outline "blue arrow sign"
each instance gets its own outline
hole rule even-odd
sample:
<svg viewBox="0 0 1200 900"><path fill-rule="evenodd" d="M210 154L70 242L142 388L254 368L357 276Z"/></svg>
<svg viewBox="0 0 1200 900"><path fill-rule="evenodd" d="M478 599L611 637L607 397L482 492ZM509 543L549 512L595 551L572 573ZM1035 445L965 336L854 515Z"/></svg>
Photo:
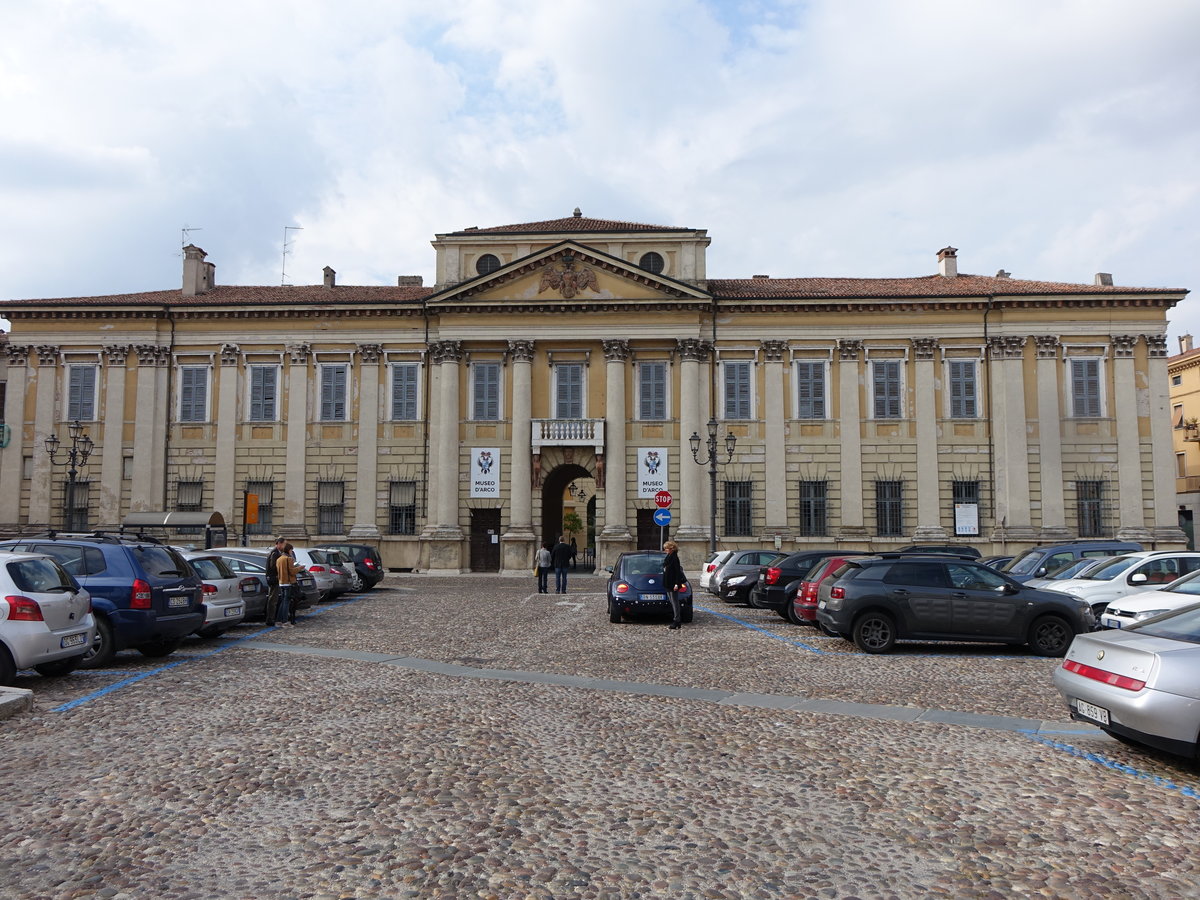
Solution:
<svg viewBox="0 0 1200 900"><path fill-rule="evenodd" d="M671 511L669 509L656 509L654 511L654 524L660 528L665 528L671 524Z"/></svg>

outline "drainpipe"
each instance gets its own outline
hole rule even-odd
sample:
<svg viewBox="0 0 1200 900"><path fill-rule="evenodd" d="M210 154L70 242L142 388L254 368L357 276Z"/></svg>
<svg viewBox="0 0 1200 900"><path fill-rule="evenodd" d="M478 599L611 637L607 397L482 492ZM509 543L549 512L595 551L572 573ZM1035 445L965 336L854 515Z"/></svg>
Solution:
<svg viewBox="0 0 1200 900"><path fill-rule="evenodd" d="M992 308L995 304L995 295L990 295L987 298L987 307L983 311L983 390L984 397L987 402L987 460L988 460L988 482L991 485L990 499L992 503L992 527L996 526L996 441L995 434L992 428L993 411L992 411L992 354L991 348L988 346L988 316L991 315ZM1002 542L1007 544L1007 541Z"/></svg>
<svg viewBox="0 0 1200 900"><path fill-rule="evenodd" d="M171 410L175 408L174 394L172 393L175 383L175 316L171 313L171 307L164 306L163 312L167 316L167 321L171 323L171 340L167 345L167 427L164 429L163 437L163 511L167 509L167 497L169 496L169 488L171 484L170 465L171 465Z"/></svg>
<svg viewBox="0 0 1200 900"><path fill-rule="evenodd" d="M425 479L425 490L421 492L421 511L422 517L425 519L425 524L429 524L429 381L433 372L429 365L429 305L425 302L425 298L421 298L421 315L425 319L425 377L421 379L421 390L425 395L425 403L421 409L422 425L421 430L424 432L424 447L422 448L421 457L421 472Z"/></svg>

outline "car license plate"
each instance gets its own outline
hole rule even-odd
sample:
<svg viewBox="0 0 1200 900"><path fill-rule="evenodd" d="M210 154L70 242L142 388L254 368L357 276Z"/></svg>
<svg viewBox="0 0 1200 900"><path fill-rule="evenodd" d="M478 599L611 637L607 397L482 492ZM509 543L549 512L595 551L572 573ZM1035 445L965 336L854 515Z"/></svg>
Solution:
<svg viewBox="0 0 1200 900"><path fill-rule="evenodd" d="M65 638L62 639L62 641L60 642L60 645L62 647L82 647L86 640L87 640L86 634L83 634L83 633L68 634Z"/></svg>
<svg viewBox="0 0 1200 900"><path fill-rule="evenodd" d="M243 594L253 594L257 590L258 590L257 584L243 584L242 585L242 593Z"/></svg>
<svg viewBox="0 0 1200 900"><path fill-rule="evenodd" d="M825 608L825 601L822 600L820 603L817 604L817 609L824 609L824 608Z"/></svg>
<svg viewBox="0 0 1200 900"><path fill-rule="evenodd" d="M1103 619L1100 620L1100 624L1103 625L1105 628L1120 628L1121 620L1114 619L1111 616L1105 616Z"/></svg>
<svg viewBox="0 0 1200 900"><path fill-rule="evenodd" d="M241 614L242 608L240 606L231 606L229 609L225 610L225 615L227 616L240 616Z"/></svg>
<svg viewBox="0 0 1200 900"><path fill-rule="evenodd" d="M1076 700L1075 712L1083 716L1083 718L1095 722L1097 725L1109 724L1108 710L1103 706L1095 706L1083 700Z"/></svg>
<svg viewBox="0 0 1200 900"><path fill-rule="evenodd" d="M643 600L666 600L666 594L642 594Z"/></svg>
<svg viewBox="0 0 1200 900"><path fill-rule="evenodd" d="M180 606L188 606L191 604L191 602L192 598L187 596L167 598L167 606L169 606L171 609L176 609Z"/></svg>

**WHAT YOU NEED TO DO:**
Pictures in the records are to be left out; repeat everything else exactly.

**FINAL ANSWER:**
outline "blue arrow sign"
each instance gets its own outline
hole rule even-odd
sample:
<svg viewBox="0 0 1200 900"><path fill-rule="evenodd" d="M210 154L70 242L142 388L254 368L357 276Z"/></svg>
<svg viewBox="0 0 1200 900"><path fill-rule="evenodd" d="M478 599L611 637L607 397L482 492ZM509 543L549 512L595 551L572 573ZM1035 445L965 336L854 515Z"/></svg>
Photo:
Solution:
<svg viewBox="0 0 1200 900"><path fill-rule="evenodd" d="M671 511L669 509L656 509L654 511L654 524L660 528L665 528L671 524Z"/></svg>

outline "drainpipe"
each instance gets its own outline
hole rule even-odd
sample:
<svg viewBox="0 0 1200 900"><path fill-rule="evenodd" d="M210 154L70 242L142 388L254 368L357 276Z"/></svg>
<svg viewBox="0 0 1200 900"><path fill-rule="evenodd" d="M478 599L611 637L607 397L482 492ZM509 543L549 512L595 551L572 573ZM1035 445L965 336L854 515Z"/></svg>
Solution:
<svg viewBox="0 0 1200 900"><path fill-rule="evenodd" d="M992 308L995 304L995 295L990 295L987 298L987 307L983 311L983 390L984 397L987 402L987 460L988 460L988 482L991 485L990 499L992 503L992 527L996 526L996 441L995 434L992 428L993 411L992 411L992 354L991 348L988 346L988 316L991 315ZM1002 542L1007 544L1007 541Z"/></svg>
<svg viewBox="0 0 1200 900"><path fill-rule="evenodd" d="M171 410L175 408L174 394L172 393L175 383L175 316L171 313L171 307L164 306L163 312L167 316L167 321L171 323L171 340L167 345L167 427L164 429L163 437L163 511L167 509L167 497L169 496L169 488L171 484L170 465L171 465Z"/></svg>
<svg viewBox="0 0 1200 900"><path fill-rule="evenodd" d="M425 479L425 490L421 492L421 511L422 517L425 519L425 524L429 524L429 381L433 372L429 365L429 305L425 302L425 298L421 298L421 315L425 319L425 377L421 379L421 390L425 395L425 403L421 409L422 425L421 430L424 432L424 447L422 448L421 457L421 472Z"/></svg>

outline "car license plate"
each instance gets its own outline
hole rule even-odd
sample:
<svg viewBox="0 0 1200 900"><path fill-rule="evenodd" d="M210 154L70 242L142 388L254 368L357 276Z"/></svg>
<svg viewBox="0 0 1200 900"><path fill-rule="evenodd" d="M478 599L611 637L607 397L482 492ZM509 543L549 512L595 551L572 573ZM1035 445L965 336L854 515Z"/></svg>
Solution:
<svg viewBox="0 0 1200 900"><path fill-rule="evenodd" d="M65 638L62 639L62 641L60 642L60 645L62 647L82 647L86 640L87 640L86 634L83 634L83 633L68 634Z"/></svg>
<svg viewBox="0 0 1200 900"><path fill-rule="evenodd" d="M243 594L253 594L257 590L258 590L257 584L243 584L242 585L242 593Z"/></svg>
<svg viewBox="0 0 1200 900"><path fill-rule="evenodd" d="M825 608L825 601L822 600L820 603L817 604L817 609L824 609L824 608Z"/></svg>
<svg viewBox="0 0 1200 900"><path fill-rule="evenodd" d="M1103 619L1100 620L1100 624L1103 625L1105 628L1120 628L1121 620L1114 619L1111 616L1105 616Z"/></svg>
<svg viewBox="0 0 1200 900"><path fill-rule="evenodd" d="M241 614L242 608L240 606L231 606L229 609L225 610L225 615L227 616L240 616Z"/></svg>
<svg viewBox="0 0 1200 900"><path fill-rule="evenodd" d="M1076 700L1075 712L1083 716L1083 718L1095 722L1097 725L1109 724L1108 710L1103 706L1095 706L1083 700Z"/></svg>
<svg viewBox="0 0 1200 900"><path fill-rule="evenodd" d="M643 600L666 600L666 594L642 594Z"/></svg>
<svg viewBox="0 0 1200 900"><path fill-rule="evenodd" d="M180 606L188 606L191 604L191 602L192 598L187 596L167 598L167 606L169 606L171 609L176 609Z"/></svg>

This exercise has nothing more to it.